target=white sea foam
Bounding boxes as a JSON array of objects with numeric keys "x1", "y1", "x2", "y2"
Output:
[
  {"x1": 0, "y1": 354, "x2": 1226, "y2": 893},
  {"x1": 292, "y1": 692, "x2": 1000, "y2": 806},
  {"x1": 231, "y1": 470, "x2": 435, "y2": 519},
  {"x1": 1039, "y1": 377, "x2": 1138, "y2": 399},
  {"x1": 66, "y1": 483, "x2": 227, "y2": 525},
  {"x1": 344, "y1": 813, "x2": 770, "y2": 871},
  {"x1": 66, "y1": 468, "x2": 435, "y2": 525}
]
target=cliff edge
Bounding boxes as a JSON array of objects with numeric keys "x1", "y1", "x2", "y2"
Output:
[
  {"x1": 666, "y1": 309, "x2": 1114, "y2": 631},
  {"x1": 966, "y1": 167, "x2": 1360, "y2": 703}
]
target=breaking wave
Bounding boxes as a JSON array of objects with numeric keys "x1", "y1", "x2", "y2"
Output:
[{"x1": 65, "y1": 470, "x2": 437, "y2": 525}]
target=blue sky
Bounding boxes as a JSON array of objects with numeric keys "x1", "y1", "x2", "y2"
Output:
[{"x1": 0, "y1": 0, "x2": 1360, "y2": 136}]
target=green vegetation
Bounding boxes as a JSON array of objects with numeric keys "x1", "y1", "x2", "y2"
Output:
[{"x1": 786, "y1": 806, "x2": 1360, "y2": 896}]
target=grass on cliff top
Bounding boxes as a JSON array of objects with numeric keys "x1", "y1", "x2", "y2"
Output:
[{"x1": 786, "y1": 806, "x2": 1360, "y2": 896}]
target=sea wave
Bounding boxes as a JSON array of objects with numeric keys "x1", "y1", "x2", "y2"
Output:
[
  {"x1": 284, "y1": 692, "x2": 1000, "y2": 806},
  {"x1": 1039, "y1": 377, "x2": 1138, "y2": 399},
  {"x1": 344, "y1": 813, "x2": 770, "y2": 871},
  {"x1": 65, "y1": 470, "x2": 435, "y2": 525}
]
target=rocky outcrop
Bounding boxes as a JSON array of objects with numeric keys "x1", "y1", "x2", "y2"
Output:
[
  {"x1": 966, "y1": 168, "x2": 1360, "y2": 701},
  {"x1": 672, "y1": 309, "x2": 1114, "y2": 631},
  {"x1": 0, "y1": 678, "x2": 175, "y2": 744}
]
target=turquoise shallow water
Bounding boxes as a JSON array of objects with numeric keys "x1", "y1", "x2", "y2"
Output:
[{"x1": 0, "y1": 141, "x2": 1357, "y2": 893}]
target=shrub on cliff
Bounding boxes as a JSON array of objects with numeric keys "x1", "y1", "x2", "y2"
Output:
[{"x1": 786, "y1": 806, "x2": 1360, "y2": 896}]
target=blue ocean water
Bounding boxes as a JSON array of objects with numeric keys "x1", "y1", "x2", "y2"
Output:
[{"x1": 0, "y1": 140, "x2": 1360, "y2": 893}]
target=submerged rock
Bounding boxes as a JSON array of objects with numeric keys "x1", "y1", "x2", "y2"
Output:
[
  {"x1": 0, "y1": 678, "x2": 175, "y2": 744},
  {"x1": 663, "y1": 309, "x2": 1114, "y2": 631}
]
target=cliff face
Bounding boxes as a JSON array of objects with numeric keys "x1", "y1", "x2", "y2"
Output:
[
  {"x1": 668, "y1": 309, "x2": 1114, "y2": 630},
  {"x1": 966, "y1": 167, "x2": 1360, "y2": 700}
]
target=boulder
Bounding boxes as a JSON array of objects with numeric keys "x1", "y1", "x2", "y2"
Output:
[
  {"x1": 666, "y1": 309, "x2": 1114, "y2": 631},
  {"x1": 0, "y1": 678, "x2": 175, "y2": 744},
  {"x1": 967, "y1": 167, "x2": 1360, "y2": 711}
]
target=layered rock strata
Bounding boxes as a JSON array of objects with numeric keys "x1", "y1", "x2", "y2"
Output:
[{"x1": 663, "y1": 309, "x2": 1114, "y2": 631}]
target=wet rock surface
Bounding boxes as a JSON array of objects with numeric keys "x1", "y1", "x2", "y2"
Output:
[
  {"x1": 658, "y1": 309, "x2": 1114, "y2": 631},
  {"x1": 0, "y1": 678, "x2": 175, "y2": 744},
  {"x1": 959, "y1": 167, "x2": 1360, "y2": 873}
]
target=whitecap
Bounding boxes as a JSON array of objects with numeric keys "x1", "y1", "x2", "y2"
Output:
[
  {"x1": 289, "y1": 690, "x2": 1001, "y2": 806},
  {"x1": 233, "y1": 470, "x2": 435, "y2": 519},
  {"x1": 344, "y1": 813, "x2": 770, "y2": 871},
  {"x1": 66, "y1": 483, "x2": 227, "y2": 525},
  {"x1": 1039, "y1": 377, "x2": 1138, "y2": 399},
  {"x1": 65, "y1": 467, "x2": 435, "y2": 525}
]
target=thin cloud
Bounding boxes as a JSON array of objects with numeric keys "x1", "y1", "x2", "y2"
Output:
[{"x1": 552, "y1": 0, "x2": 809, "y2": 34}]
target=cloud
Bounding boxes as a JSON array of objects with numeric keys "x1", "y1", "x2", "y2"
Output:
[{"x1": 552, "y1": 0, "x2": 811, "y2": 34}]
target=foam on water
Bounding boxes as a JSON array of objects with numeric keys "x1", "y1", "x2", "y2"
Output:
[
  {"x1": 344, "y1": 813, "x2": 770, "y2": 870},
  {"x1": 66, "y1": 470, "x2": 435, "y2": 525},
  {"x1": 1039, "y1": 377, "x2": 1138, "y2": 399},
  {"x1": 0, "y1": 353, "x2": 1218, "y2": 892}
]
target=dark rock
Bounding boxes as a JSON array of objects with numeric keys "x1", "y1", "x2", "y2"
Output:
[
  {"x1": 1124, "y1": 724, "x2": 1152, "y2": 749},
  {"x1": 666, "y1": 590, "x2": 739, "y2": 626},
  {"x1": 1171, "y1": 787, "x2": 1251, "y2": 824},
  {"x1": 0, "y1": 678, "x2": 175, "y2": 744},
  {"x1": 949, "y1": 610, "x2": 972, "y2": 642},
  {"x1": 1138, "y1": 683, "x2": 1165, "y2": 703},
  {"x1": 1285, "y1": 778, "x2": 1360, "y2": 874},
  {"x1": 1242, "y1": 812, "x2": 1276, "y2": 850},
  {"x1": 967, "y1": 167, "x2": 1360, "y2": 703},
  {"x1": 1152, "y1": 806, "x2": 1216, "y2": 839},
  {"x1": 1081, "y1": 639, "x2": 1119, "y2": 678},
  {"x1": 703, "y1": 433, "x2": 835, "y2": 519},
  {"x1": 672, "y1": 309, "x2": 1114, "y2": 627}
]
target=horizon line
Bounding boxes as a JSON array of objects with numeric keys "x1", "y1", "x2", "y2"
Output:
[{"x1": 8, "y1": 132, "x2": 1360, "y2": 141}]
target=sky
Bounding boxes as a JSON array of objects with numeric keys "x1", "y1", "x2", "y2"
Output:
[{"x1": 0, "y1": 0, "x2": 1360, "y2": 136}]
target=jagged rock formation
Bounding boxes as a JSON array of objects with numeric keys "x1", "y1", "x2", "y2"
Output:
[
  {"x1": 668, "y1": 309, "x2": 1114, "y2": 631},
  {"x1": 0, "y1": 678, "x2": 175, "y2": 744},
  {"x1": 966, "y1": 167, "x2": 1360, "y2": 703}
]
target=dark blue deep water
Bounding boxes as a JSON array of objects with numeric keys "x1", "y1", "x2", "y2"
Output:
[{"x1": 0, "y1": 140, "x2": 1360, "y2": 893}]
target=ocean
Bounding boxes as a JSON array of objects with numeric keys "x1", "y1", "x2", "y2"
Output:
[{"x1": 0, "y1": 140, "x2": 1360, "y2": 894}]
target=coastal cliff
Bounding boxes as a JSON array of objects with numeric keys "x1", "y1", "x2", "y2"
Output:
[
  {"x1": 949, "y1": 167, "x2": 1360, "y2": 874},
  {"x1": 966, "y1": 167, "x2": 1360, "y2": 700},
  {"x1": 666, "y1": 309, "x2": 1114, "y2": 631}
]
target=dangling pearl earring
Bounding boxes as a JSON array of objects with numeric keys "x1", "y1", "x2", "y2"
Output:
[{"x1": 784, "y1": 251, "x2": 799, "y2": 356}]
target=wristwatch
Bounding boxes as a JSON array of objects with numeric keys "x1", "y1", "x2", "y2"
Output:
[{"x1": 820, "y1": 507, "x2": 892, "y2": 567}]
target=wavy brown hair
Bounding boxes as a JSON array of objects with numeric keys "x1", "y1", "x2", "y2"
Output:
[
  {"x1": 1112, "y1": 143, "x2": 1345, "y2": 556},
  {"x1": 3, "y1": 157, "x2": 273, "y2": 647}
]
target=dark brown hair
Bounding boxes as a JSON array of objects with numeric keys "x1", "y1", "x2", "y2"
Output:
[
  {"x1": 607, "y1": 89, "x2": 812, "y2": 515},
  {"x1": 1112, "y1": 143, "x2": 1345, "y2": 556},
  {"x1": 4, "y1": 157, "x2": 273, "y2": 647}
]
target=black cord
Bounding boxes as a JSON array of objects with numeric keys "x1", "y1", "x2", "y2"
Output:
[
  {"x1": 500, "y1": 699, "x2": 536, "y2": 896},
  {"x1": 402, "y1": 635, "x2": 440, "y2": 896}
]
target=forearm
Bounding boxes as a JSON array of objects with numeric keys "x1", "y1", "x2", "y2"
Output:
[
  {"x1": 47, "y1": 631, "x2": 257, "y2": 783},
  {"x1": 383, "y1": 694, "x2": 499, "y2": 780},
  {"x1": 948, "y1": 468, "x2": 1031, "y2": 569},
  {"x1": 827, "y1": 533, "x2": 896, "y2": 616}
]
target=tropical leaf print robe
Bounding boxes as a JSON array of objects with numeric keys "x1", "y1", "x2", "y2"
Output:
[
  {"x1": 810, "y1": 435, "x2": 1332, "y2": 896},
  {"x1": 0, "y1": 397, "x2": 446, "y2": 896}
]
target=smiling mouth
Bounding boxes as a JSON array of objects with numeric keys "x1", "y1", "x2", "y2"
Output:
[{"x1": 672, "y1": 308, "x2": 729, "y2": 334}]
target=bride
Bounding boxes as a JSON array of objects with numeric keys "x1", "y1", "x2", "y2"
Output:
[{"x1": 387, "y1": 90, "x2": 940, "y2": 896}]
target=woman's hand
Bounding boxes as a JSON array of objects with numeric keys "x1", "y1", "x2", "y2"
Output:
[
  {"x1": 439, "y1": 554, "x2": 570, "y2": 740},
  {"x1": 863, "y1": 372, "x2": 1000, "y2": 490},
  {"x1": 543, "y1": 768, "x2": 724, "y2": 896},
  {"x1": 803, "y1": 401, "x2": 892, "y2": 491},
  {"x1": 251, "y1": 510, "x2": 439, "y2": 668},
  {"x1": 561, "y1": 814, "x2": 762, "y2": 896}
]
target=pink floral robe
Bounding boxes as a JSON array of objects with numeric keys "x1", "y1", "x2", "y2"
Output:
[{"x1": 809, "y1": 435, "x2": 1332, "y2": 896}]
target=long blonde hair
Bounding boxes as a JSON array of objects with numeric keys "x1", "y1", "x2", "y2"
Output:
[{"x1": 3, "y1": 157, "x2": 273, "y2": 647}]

DIRECTIVE:
Report each line of the listing above that contains the word "foam", reproducing every such line in full.

ANSWER IN FULL:
target=white sea foam
target=foam on water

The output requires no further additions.